WHAT NEEDS TO BE DONE: The records below are to be written out again, exactly as they appear.
[[ INPUT RECORDS open ]]
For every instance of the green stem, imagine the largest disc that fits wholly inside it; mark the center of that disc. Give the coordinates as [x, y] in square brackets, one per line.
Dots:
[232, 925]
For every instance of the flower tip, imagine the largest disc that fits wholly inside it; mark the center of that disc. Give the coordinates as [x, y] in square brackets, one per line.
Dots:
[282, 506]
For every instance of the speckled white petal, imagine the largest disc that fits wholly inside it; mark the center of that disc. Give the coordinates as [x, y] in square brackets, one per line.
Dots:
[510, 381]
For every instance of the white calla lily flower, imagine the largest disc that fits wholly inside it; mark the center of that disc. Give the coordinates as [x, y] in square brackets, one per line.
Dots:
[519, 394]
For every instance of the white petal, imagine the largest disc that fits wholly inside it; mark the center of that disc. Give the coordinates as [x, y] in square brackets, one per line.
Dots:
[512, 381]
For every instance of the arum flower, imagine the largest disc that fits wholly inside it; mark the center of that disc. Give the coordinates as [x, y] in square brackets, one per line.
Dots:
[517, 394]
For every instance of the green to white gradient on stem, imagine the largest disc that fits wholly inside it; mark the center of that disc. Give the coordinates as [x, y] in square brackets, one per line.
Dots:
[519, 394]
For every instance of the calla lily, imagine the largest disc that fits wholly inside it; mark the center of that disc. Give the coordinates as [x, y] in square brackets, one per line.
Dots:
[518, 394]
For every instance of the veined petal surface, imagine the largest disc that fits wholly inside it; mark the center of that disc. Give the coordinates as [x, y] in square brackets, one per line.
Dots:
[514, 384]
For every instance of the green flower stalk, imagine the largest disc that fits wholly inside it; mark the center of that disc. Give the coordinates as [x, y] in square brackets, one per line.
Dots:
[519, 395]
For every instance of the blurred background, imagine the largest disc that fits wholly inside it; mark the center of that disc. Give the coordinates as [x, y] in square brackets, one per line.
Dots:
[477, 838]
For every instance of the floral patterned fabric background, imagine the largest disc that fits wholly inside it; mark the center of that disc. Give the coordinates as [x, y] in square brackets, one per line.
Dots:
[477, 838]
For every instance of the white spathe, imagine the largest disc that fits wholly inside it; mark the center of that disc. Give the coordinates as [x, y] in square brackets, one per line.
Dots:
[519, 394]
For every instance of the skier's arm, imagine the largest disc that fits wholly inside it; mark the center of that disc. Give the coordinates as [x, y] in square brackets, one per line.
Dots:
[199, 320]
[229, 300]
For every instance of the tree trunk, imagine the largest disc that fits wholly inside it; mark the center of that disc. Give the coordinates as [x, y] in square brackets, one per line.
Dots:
[[ INPUT RECORDS closed ]]
SOLUTION:
For every instance of the green stem, imagine the largest disc that fits wholly inside it; mark the center of that disc. Give the coordinates as [x, y] in square brackets, one per line.
Dots:
[232, 925]
For every instance of the flower tip, imagine the largest disc that fits wholly inside it; mark the center of that disc. Give the coordinates as [x, y] in square brackets, one per line.
Dots:
[282, 506]
For every instance of the speckled white petal, imagine the largest disc that fits wholly inside it; mark the center of that disc. Give the coordinates as [x, y] in square brackets, one per line.
Dots:
[510, 381]
For every instance of the white calla lily flower, imagine the largest disc that fits wholly inside it; mark the center of that disc. Give the coordinates as [x, y] in square brackets, one per line.
Dots:
[519, 394]
For every instance of the white petal, imagine the largest disc that fits wholly inside it; mark the center of that disc. Give the coordinates as [x, y] in square brackets, one per line.
Dots:
[512, 381]
For every instance of the arum flower, imagine the largest disc that fits wholly inside it; mark the center of that disc. Give the coordinates as [x, y] in square brackets, one per line.
Dots:
[517, 394]
For every instance of the green to white gradient on stem, imagine the largest disc that fits wholly inside it; mark the center of that disc. Give the coordinates as [x, y] in square brackets, one per line.
Dots:
[519, 394]
For every instance of the calla lily, imagine the largest disc that fits wholly inside it; mark the center of that disc. Give the coordinates as [x, y] in square brackets, one per line.
Dots:
[518, 394]
For every instance of the veined petal surface, imagine the largest disc that fits wholly inside it; mark the center of that disc. Give the coordinates as [x, y] in square brackets, one per line.
Dots:
[514, 384]
For every instance of the green flower stalk, imagine the largest disc that fits wholly inside it; mark the center of that disc. Give the coordinates as [x, y] in square brackets, one per line.
Dots:
[519, 395]
For every instance of the blurred background, imagine the largest disc that fits wholly inside it; mark the center of that disc. Give the coordinates as [x, y] in square brackets, one per line.
Dots:
[477, 838]
For every instance of the floral patterned fabric background, imagine the largest disc that fits wholly inside it; mark the center of that disc. Give the coordinates as [x, y] in square brackets, one per line.
Dots:
[477, 838]
For every instance of the white spathe, imagine the largest disc that fits wholly inside it; mark the center of that disc. Give the coordinates as [x, y] in square brackets, one per line.
Dots:
[519, 394]
For every instance of the skier's arm, imagine the largest disc that fits wholly inside it; mark the center of that disc. Give the coordinates as [x, y] in square brackets, one per line.
Dots:
[199, 320]
[229, 300]
For every instance of the tree trunk, imagine the largest disc that fits wholly inside it; mark the center of that disc. Give the coordinates as [x, y] in square brackets, one per line.
Dots:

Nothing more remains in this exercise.